| Excerpted passage |

Re: [RFC 2/3] mm, compaction: introduce kcompactd

Vlastimil Babka Wed, 27 Jan 2016 04:59:52 -0800

On 01/27/2016 10:10 AM, Mel Gorman wrote:
> On Tue, Jan 26, 2016 at 04:36:14PM +0100, Vlastimil Babka wrote:
>> Memory compaction can be currently performed in several contexts:
>> 
>> - kswapd balancing a zone after a high-order allocation failure
>> - direct compaction to satisfy a high-order allocation, including THP page
>>   fault attemps
>> - khugepaged trying to collapse a hugepage
>> - manually from /proc
>> 
>> The purpose of compaction is two-fold. The obvious purpose is to satisfy a
>> (pending or future) high-order allocation, and is easy to evaluate. The other
>> purpose is to keep overal memory fragmentation low and help the
>> anti-fragmentation mechanism. The success wrt the latter purpose is more
>> difficult to evaluate though.
>> 
>> The current situation wrt the purposes has a few drawbacks:
>> 
>> - compaction is invoked only when a high-order page or hugepage is not
>>   available (or manually). This might be too late for the purposes of keeping
>>   memory fragmentation low.
>> - direct compaction increases latency of allocations. Again, it would be
>>   better if compaction was performed asynchronously to keep fragmentation 
>> low,
>>   before the allocation itself comes.
>> - (a special case of the previous) the cost of compaction during THP page
>>   faults can easily offset the benefits of THP.
>> - kswapd compaction appears to be complex, fragile and not working in some
>>   scenarios
>> 
> 
> An addendum to that is that kswapd can be compacting for a high-order
> allocation request when it should be reclaiming memory for an order-0
> request.


Right, thanks.

> My recollection is that kswapd compacting was meant to help atomic
> high-order allocations but I wonder if the same problem even exists with
> the revised watermark handling.

Well, certainly nobody noticed kswapd compaction being dysfunctional.

> 
>> - the target order used for kswapd is passed to kcompactd
>> 
>> The kswapd compact/reclaim loop for high-order pages will be removed in the
>> next patch with the description of what's wrong with it.
>> 
>> In this patch, kcompactd uses the standard compaction_suitable() and
>> compact_finished() criteria, which means it will most likely have nothing 
>> left
>> to do after kswapd finishes, until the next patch. Kcompactd also mimics
>> direct compaction somewhat by trying async compaction first and sync 
>> compaction
>> afterwards, and uses the deferred compaction functionality.

| Given request 1 |
Change "yellow graphic print" to "yellow logo print" in the stretch of the listing from the line containing "Where can the yellow graphic" through the end of the listing, and give that stretch again with nothing else altered.

| Rows of an object pointing dataset |
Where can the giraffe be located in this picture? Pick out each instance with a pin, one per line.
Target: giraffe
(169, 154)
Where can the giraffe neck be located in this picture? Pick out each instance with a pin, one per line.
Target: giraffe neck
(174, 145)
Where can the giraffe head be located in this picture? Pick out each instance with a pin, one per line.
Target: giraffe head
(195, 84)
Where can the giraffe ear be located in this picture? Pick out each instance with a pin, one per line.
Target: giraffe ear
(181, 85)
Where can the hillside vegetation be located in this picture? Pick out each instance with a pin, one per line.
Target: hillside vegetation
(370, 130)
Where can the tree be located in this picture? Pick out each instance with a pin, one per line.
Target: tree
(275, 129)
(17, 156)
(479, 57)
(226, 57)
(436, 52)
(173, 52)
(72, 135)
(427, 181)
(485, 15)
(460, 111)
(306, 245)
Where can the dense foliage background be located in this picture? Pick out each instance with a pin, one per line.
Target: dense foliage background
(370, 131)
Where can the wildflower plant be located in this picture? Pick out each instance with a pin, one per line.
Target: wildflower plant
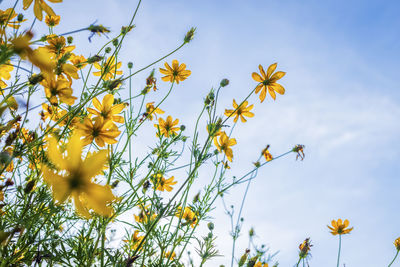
(74, 191)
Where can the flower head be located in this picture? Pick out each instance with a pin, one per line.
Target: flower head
(107, 109)
(73, 177)
(268, 81)
(397, 243)
(224, 144)
(39, 7)
(52, 21)
(152, 111)
(188, 215)
(240, 111)
(339, 227)
(58, 91)
(176, 73)
(109, 69)
(101, 131)
(167, 127)
(164, 184)
(266, 154)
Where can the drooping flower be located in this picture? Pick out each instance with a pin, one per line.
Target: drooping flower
(170, 255)
(40, 6)
(241, 111)
(108, 70)
(268, 82)
(58, 91)
(176, 73)
(73, 177)
(52, 21)
(339, 227)
(5, 70)
(188, 215)
(6, 17)
(224, 144)
(101, 131)
(107, 109)
(79, 61)
(266, 154)
(152, 111)
(167, 127)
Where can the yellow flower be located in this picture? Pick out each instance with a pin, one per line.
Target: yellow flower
(52, 21)
(268, 81)
(167, 127)
(241, 111)
(259, 264)
(101, 131)
(135, 240)
(144, 215)
(339, 228)
(151, 110)
(79, 61)
(170, 255)
(108, 70)
(224, 144)
(266, 154)
(5, 70)
(75, 178)
(38, 57)
(106, 109)
(58, 88)
(6, 17)
(164, 184)
(39, 7)
(397, 243)
(176, 73)
(188, 215)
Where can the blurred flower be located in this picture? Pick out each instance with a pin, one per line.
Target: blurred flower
(167, 127)
(39, 7)
(164, 184)
(79, 61)
(108, 70)
(106, 109)
(305, 248)
(268, 81)
(224, 144)
(266, 154)
(170, 255)
(339, 227)
(58, 90)
(101, 131)
(76, 176)
(188, 215)
(241, 111)
(135, 240)
(52, 21)
(176, 73)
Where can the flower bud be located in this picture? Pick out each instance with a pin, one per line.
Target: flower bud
(189, 35)
(224, 82)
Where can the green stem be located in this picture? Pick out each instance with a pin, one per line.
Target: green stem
(340, 246)
(397, 253)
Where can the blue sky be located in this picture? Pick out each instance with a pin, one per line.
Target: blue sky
(342, 101)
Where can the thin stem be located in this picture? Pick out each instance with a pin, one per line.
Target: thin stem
(397, 253)
(340, 247)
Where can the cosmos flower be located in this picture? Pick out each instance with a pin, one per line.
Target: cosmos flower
(268, 82)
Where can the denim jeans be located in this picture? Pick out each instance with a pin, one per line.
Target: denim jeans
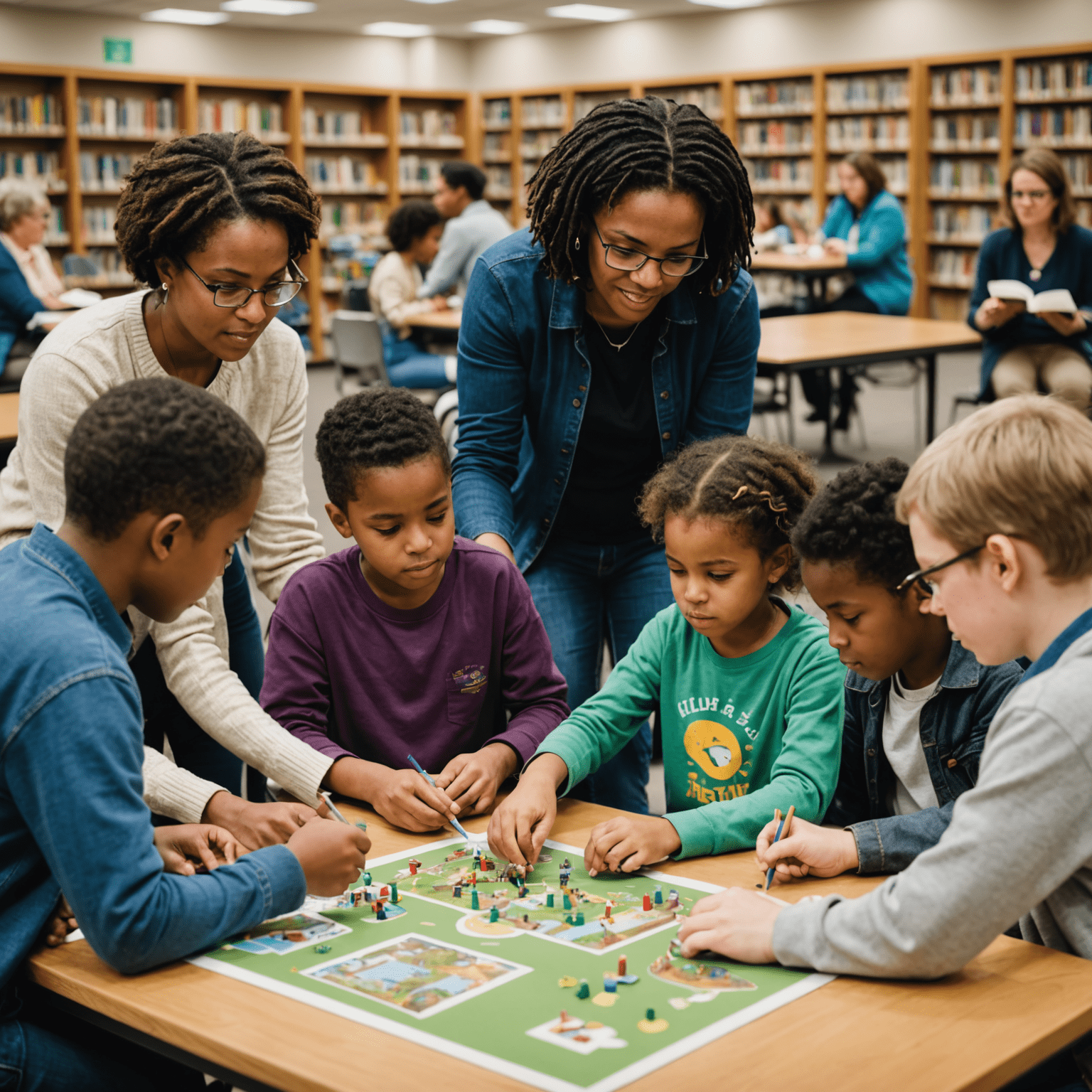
(409, 365)
(193, 749)
(586, 593)
(44, 1049)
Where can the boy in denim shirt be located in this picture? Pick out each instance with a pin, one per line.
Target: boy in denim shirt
(162, 480)
(918, 705)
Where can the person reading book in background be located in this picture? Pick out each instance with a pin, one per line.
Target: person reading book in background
(1042, 247)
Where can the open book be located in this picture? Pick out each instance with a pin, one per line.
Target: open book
(1055, 299)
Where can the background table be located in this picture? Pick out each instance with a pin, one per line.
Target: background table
(847, 338)
(1008, 1010)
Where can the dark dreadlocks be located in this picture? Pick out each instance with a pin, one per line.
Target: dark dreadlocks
(183, 191)
(642, 144)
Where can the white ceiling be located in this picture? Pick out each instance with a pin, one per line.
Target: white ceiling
(446, 20)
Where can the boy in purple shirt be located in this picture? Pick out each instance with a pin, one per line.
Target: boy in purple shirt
(413, 641)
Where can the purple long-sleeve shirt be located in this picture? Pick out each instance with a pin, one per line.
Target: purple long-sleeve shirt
(353, 676)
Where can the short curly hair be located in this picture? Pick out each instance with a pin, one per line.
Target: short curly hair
(758, 485)
(382, 426)
(852, 521)
(411, 221)
(157, 446)
(183, 189)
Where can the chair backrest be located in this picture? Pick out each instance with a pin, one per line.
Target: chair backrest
(358, 348)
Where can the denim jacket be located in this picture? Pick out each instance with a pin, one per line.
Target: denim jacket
(525, 376)
(953, 727)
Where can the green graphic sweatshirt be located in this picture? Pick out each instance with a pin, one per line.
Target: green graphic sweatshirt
(741, 737)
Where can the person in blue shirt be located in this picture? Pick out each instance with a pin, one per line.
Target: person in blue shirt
(864, 225)
(162, 480)
(619, 327)
(1043, 247)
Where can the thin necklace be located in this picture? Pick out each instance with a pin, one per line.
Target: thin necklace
(611, 343)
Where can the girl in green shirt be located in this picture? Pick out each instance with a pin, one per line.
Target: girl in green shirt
(748, 690)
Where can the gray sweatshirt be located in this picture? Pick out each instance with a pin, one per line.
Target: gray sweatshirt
(1019, 847)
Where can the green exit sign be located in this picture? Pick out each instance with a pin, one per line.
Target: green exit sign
(118, 50)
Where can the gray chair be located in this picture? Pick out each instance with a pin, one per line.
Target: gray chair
(358, 350)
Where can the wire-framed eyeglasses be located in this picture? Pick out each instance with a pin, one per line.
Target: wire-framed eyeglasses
(629, 260)
(929, 587)
(236, 296)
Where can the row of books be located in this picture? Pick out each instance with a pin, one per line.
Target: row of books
(771, 175)
(869, 134)
(232, 115)
(1061, 126)
(28, 114)
(104, 173)
(107, 116)
(38, 168)
(776, 136)
(547, 110)
(497, 112)
(890, 91)
(896, 171)
(427, 124)
(343, 173)
(1068, 79)
(962, 222)
(774, 96)
(965, 87)
(970, 177)
(967, 132)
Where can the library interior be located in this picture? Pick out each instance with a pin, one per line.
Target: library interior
(309, 296)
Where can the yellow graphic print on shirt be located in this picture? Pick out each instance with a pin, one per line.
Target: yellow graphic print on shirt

| Given request 2 |
Write out the stretch of the kcompactd message from "Right, thanks." through "revised watermark handling.".

| Written solution 1 |
Where can the yellow logo print on shirt be located in this picture? Pick out each instance with a pin, one per line.
Target: yellow logo print on shirt

| Written solution 2 |
Right, thanks.

> My recollection is that kswapd compacting was meant to help atomic
> high-order allocations but I wonder if the same problem even exists with
> the revised watermark handling.